### Task directions
Could you find each line of the data below that contains the word "candle" and copy those lines?

** Information provided follows **

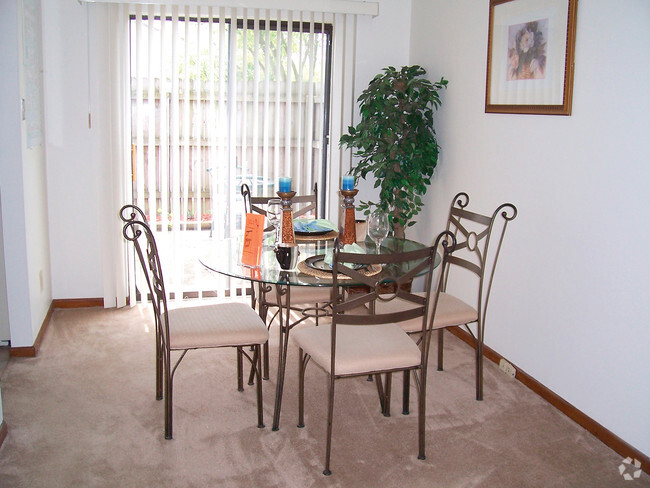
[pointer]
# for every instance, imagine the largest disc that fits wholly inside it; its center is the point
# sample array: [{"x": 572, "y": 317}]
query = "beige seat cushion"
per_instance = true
[
  {"x": 223, "y": 324},
  {"x": 451, "y": 311},
  {"x": 360, "y": 349}
]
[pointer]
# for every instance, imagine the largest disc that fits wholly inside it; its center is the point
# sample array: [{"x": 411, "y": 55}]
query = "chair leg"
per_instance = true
[
  {"x": 257, "y": 362},
  {"x": 441, "y": 340},
  {"x": 387, "y": 392},
  {"x": 240, "y": 370},
  {"x": 159, "y": 367},
  {"x": 422, "y": 398},
  {"x": 265, "y": 374},
  {"x": 380, "y": 392},
  {"x": 330, "y": 415},
  {"x": 301, "y": 389},
  {"x": 406, "y": 392},
  {"x": 168, "y": 400}
]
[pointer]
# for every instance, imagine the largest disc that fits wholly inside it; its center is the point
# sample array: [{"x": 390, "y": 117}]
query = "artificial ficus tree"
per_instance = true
[{"x": 395, "y": 141}]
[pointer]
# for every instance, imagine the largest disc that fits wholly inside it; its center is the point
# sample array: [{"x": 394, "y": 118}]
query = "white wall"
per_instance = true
[
  {"x": 73, "y": 156},
  {"x": 382, "y": 41},
  {"x": 570, "y": 304},
  {"x": 22, "y": 181}
]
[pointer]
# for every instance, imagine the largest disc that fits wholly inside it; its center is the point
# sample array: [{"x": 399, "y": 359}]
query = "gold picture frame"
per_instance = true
[{"x": 530, "y": 59}]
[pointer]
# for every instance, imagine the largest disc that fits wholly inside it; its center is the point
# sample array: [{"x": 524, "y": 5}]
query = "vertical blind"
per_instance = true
[{"x": 223, "y": 96}]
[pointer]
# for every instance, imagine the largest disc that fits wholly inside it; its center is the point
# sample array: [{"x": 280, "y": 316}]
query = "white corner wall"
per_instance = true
[
  {"x": 570, "y": 303},
  {"x": 22, "y": 178}
]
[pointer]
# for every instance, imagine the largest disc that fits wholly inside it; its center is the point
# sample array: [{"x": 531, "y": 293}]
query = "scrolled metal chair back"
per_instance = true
[
  {"x": 136, "y": 213},
  {"x": 140, "y": 234},
  {"x": 474, "y": 234}
]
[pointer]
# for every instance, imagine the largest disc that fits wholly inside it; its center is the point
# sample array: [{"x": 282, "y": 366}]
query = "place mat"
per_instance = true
[
  {"x": 303, "y": 268},
  {"x": 330, "y": 236}
]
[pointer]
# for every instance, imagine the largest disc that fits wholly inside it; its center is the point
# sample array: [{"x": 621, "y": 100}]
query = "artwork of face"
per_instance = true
[{"x": 527, "y": 50}]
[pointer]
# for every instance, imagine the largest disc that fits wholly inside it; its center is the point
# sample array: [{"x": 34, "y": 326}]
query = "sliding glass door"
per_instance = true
[{"x": 218, "y": 100}]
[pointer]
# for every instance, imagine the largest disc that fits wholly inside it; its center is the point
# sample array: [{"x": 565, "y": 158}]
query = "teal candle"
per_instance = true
[
  {"x": 348, "y": 182},
  {"x": 285, "y": 184}
]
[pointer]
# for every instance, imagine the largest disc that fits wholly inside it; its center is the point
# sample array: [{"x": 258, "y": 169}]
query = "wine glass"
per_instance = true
[
  {"x": 378, "y": 227},
  {"x": 273, "y": 212}
]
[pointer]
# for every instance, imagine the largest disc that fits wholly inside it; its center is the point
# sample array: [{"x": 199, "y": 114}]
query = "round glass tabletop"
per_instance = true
[{"x": 224, "y": 257}]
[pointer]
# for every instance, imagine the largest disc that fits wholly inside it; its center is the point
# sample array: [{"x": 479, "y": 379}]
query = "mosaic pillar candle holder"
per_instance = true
[
  {"x": 349, "y": 220},
  {"x": 287, "y": 235}
]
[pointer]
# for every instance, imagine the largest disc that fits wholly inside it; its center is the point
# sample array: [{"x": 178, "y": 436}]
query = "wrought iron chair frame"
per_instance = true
[
  {"x": 255, "y": 205},
  {"x": 149, "y": 258},
  {"x": 353, "y": 309},
  {"x": 483, "y": 266}
]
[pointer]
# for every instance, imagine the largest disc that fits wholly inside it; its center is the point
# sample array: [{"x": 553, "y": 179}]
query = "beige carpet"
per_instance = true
[{"x": 83, "y": 414}]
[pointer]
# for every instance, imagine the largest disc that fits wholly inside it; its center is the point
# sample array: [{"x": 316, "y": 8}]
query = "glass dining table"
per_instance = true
[{"x": 224, "y": 257}]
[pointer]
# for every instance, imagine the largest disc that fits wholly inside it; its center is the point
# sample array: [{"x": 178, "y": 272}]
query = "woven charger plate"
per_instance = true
[
  {"x": 330, "y": 236},
  {"x": 303, "y": 268}
]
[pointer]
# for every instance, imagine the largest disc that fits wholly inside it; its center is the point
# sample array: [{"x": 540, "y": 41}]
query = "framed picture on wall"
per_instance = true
[{"x": 530, "y": 57}]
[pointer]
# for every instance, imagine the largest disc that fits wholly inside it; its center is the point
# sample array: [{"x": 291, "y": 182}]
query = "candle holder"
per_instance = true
[
  {"x": 287, "y": 234},
  {"x": 349, "y": 219}
]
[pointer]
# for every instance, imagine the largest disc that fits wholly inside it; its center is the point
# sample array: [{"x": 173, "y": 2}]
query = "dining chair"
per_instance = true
[
  {"x": 312, "y": 301},
  {"x": 179, "y": 330},
  {"x": 358, "y": 343},
  {"x": 475, "y": 258}
]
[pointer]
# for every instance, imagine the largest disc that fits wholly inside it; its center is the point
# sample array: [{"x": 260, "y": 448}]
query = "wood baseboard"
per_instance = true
[
  {"x": 606, "y": 436},
  {"x": 31, "y": 351}
]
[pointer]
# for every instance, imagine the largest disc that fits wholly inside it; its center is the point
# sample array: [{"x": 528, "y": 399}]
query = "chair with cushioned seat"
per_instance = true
[
  {"x": 187, "y": 328},
  {"x": 474, "y": 234},
  {"x": 358, "y": 343},
  {"x": 303, "y": 298}
]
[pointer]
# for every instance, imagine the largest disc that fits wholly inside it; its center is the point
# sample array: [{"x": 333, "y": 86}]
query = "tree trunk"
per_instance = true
[{"x": 398, "y": 231}]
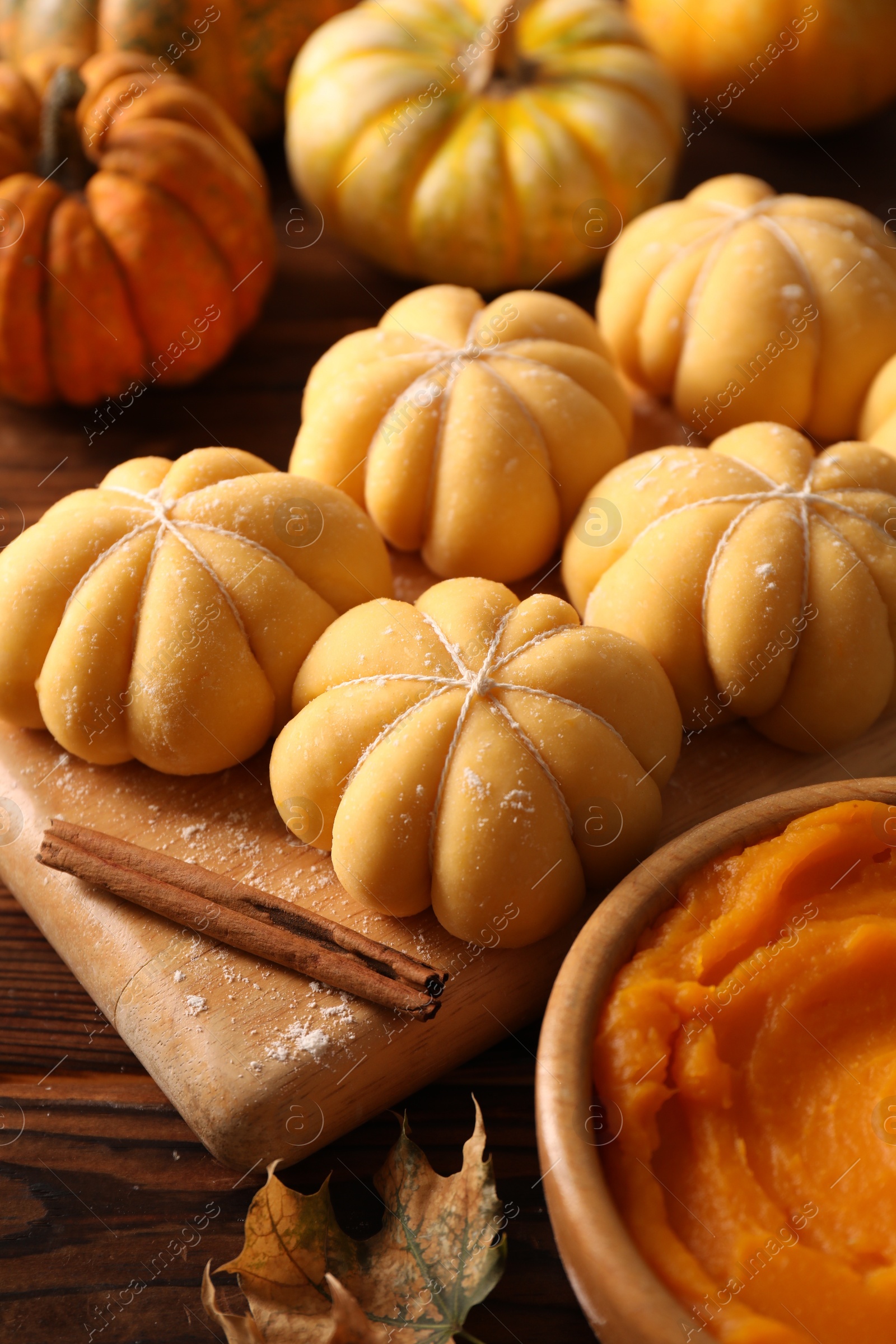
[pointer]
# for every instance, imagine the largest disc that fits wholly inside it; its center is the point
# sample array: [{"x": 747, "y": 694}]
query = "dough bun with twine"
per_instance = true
[
  {"x": 164, "y": 615},
  {"x": 743, "y": 306},
  {"x": 477, "y": 753},
  {"x": 763, "y": 578},
  {"x": 470, "y": 433}
]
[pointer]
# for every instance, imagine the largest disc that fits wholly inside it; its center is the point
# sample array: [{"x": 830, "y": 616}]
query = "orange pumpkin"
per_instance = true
[
  {"x": 238, "y": 52},
  {"x": 777, "y": 65},
  {"x": 150, "y": 268}
]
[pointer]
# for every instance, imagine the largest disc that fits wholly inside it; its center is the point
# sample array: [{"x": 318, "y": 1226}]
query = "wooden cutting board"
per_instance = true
[{"x": 258, "y": 1061}]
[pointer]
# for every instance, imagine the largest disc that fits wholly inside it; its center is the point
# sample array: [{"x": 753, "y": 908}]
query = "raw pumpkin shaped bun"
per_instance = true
[
  {"x": 743, "y": 306},
  {"x": 164, "y": 615},
  {"x": 763, "y": 578},
  {"x": 468, "y": 432},
  {"x": 473, "y": 750},
  {"x": 480, "y": 143}
]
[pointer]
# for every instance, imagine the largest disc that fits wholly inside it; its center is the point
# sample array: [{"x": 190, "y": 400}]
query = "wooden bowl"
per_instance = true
[{"x": 622, "y": 1299}]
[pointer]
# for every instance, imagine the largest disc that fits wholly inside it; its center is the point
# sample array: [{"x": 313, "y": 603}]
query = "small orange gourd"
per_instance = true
[
  {"x": 777, "y": 65},
  {"x": 135, "y": 241}
]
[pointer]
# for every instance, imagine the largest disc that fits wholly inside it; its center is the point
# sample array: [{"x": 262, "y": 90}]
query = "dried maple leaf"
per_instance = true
[{"x": 416, "y": 1280}]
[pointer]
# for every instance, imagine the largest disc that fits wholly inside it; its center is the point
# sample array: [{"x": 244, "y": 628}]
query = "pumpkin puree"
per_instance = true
[{"x": 750, "y": 1046}]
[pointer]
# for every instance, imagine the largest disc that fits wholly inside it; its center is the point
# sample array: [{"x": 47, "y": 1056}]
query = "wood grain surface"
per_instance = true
[{"x": 102, "y": 1175}]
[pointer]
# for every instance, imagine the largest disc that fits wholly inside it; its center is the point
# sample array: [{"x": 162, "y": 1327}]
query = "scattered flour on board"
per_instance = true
[{"x": 300, "y": 1038}]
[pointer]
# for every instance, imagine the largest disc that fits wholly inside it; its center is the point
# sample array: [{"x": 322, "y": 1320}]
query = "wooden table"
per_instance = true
[{"x": 97, "y": 1171}]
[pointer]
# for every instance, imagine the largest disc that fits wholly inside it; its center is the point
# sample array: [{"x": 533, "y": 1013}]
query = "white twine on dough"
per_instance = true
[
  {"x": 804, "y": 498},
  {"x": 476, "y": 683},
  {"x": 166, "y": 526}
]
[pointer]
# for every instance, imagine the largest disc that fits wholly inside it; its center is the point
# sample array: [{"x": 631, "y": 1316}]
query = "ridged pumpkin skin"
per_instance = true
[
  {"x": 743, "y": 306},
  {"x": 152, "y": 272},
  {"x": 468, "y": 432},
  {"x": 444, "y": 158},
  {"x": 821, "y": 65},
  {"x": 476, "y": 753},
  {"x": 238, "y": 53},
  {"x": 164, "y": 615},
  {"x": 763, "y": 578}
]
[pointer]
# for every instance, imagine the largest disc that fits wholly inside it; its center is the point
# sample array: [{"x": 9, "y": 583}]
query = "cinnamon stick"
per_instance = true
[
  {"x": 250, "y": 901},
  {"x": 246, "y": 918}
]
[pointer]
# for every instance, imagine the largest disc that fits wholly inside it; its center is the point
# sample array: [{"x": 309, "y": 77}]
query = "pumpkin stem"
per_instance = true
[
  {"x": 61, "y": 155},
  {"x": 501, "y": 69}
]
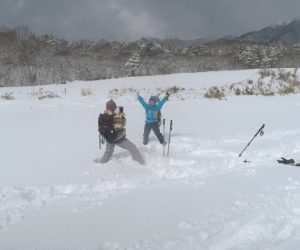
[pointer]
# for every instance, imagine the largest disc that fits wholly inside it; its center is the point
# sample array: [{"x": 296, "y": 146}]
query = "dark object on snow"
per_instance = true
[
  {"x": 288, "y": 162},
  {"x": 111, "y": 105},
  {"x": 260, "y": 131},
  {"x": 246, "y": 161}
]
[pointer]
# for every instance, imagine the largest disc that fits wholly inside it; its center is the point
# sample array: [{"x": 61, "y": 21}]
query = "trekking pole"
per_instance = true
[
  {"x": 171, "y": 127},
  {"x": 164, "y": 136},
  {"x": 100, "y": 141},
  {"x": 260, "y": 131}
]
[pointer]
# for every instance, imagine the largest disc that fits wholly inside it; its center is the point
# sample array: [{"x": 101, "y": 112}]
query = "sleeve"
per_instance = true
[
  {"x": 142, "y": 101},
  {"x": 162, "y": 102}
]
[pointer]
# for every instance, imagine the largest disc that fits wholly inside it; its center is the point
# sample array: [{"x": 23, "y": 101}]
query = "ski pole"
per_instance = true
[
  {"x": 171, "y": 127},
  {"x": 259, "y": 131},
  {"x": 100, "y": 141},
  {"x": 164, "y": 136}
]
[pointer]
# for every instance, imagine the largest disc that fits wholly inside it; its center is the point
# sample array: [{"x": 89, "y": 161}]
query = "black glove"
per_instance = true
[{"x": 167, "y": 95}]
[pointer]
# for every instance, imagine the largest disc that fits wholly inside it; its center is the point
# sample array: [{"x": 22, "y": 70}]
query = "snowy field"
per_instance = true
[{"x": 54, "y": 196}]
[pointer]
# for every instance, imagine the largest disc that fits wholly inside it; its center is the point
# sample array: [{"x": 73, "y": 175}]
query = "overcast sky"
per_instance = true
[{"x": 133, "y": 19}]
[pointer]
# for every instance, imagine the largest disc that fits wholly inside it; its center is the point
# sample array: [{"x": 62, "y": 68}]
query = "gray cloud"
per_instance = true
[{"x": 132, "y": 19}]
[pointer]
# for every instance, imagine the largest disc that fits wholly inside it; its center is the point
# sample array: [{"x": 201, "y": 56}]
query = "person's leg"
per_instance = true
[
  {"x": 147, "y": 130},
  {"x": 135, "y": 153},
  {"x": 155, "y": 128},
  {"x": 108, "y": 152}
]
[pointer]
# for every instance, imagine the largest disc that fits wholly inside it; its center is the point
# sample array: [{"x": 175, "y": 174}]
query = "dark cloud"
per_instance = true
[{"x": 132, "y": 19}]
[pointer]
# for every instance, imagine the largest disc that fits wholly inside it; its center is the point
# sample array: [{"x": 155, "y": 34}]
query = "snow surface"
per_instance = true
[{"x": 53, "y": 195}]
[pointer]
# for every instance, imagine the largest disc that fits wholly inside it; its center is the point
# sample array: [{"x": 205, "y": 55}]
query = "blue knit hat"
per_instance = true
[{"x": 154, "y": 98}]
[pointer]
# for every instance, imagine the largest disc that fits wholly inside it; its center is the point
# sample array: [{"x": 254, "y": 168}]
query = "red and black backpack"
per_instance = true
[{"x": 105, "y": 127}]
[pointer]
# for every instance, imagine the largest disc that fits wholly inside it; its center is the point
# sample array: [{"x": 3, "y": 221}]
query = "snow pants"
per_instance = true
[
  {"x": 125, "y": 144},
  {"x": 155, "y": 127}
]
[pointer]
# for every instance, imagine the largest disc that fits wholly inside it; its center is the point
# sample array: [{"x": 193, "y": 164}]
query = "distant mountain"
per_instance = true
[
  {"x": 286, "y": 33},
  {"x": 173, "y": 42}
]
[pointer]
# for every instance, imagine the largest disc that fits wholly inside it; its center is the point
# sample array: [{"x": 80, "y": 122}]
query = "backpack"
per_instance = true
[
  {"x": 159, "y": 118},
  {"x": 105, "y": 127}
]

** End of Information provided **

### The completed task
query = "teal candle"
query = "mosaic pillar candle holder"
query = "candle holder"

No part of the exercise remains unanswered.